Passage provided>
· · ·
Lets start with Installation first
Prerequisites :
Java
2. An Ubuntu 18.04 server with a non-root user with sudo privileges
STEP 1: To get started, we’ll update our package list:
sudo apt-get update
STEP 2: Next, install OpenJDK, the default Java Development Kit on Ubuntu 18.04.
sudo apt-get install default-jdk
Once the installation is complete, let’s check the version.
java –version
STEP 3: Installing Hadoop
With Java in place, we’ll visit the Apache Hadoop Releases page to find the most recent stable release.
http://hadoop.apache.org/releases.html
After visiting the above page, you’ll find Apache Hadoop Releases. Click on Binary given under Tarball option against 2.8.1

When you click on Binary, it will take you to next page.

Circled link is desired download link for Hadoop.
STEP 4: Go to Terminal again and write the following command to start downloading Hadoop.
wget http://www-us.apache.org/dist/hadoop/common/hadoop-2.8.1/hadoop-2.8.1.tar.gz
It will take some time depending upon your internet connection speed.
STEP 5: (OPTIONAL STEP) After you download the above software, you can check its integrity that whether the downloaded software is modified or not.
On Apache Hadoop release page, you will find checksum link.

In above image, link is encircled. When you click on this link, it will take to following page.
· · ·
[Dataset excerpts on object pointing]
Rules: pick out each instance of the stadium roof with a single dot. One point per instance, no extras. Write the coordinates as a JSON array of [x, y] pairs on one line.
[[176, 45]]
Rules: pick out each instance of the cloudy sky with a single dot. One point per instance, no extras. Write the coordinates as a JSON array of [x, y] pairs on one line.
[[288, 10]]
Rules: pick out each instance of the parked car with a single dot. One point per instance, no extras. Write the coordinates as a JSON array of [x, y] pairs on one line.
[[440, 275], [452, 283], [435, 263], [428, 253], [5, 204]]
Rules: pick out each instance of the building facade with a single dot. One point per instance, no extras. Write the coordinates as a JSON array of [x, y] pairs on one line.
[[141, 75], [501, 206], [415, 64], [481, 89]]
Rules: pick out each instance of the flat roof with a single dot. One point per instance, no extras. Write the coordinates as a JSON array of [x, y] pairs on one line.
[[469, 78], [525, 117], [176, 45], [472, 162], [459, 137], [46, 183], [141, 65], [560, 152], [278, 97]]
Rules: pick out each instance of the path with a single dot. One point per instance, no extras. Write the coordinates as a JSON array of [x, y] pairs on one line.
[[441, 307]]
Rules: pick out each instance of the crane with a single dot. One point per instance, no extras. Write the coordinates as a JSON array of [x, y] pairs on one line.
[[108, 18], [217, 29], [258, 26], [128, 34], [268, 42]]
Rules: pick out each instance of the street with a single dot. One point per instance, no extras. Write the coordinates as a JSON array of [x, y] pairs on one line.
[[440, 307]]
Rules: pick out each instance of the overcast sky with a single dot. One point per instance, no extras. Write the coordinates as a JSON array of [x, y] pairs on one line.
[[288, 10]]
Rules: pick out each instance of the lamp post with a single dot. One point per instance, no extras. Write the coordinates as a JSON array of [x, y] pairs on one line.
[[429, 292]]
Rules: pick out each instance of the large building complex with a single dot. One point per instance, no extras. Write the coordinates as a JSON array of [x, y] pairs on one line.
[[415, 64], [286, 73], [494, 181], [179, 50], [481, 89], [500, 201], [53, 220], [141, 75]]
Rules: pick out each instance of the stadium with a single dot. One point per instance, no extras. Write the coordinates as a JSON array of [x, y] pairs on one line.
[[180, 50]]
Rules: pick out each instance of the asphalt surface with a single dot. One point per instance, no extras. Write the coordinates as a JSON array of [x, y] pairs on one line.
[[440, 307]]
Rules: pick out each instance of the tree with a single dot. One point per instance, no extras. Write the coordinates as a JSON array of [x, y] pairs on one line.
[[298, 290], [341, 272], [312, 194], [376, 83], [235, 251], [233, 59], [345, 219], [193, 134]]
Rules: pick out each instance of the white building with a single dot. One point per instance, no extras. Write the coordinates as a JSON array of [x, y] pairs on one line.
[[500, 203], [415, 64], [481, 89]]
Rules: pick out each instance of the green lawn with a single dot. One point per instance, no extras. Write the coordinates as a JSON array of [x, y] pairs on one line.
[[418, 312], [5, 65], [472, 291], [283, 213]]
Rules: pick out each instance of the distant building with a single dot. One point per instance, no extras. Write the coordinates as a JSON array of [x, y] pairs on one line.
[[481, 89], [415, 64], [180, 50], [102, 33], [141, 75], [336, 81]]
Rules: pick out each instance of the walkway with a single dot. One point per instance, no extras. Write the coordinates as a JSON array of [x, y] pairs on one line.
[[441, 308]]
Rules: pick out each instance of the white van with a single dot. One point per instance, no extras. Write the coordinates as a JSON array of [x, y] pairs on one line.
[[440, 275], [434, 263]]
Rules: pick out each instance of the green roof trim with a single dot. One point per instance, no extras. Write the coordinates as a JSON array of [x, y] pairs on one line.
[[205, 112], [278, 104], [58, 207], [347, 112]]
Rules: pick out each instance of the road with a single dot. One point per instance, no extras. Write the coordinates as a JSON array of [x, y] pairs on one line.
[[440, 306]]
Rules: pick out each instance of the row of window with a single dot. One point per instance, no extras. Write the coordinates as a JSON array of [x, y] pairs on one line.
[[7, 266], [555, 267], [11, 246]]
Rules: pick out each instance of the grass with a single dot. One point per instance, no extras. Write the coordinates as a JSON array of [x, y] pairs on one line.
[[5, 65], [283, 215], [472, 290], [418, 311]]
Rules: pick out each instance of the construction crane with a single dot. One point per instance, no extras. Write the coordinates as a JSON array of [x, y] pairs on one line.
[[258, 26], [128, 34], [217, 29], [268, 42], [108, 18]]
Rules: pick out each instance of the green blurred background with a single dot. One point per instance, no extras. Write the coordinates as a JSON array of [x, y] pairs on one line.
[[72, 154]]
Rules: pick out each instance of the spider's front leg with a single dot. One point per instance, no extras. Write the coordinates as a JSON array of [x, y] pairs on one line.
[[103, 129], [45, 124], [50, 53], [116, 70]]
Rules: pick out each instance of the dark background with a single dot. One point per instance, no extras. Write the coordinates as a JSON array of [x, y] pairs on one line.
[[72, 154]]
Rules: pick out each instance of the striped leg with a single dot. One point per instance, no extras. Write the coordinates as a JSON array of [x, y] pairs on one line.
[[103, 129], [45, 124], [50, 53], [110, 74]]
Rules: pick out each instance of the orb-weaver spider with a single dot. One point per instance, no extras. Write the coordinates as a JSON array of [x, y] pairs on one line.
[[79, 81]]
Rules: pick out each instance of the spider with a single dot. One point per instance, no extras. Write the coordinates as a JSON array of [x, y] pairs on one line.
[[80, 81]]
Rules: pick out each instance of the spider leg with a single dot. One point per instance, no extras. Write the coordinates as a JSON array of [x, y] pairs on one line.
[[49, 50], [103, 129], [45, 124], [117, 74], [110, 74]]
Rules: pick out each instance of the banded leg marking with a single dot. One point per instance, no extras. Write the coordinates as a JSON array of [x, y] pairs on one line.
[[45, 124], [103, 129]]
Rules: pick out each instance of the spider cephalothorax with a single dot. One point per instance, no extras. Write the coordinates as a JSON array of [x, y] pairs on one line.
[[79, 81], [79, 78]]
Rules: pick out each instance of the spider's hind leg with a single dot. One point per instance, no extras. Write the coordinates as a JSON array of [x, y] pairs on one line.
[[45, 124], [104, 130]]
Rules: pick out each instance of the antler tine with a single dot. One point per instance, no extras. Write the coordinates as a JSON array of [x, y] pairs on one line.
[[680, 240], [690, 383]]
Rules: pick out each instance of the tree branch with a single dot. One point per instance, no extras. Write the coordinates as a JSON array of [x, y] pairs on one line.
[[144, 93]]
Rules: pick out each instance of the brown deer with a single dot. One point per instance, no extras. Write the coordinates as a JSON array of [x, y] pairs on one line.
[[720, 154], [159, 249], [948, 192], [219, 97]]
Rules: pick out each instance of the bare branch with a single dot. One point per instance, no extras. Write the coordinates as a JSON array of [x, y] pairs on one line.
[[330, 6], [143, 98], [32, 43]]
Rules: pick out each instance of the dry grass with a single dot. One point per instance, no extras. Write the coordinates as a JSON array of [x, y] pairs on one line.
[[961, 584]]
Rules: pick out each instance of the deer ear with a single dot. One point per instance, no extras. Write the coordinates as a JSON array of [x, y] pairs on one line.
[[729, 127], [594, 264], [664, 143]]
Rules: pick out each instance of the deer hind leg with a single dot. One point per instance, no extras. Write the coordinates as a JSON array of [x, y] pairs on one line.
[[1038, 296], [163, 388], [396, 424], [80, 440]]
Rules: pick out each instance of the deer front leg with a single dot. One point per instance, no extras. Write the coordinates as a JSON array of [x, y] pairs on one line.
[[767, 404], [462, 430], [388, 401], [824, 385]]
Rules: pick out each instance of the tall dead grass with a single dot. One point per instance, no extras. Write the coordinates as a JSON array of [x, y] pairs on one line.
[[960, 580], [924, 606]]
· · ·
Required actions>
1: Please return the portion of the Hadoop installation guide from "java –version" up to and including "find checksum link.", copied word for word.
2: Translate this sentence from the Hadoop installation guide into Spanish: "With Java in place, we’ll visit the Apache Hadoop Releases page to find the most recent stable release."

The replies>
1:
java –version
STEP 3: Installing Hadoop
With Java in place, we’ll visit the Apache Hadoop Releases page to find the most recent stable release.
http://hadoop.apache.org/releases.html
After visiting the above page, you’ll find Apache Hadoop Releases. Click on Binary given under Tarball option against 2.8.1

When you click on Binary, it will take you to next page.

Circled link is desired download link for Hadoop.
STEP 4: Go to Terminal again and write the following command to start downloading Hadoop.
wget http://www-us.apache.org/dist/hadoop/common/hadoop-2.8.1/hadoop-2.8.1.tar.gz
It will take some time depending upon your internet connection speed.
STEP 5: (OPTIONAL STEP) After you download the above software, you can check its integrity that whether the downloaded software is modified or not.
On Apache Hadoop release page, you will find checksum link.

2: Con Java ya instalado, visitaremos la página Apache Hadoop Releases para encontrar la versión estable más reciente.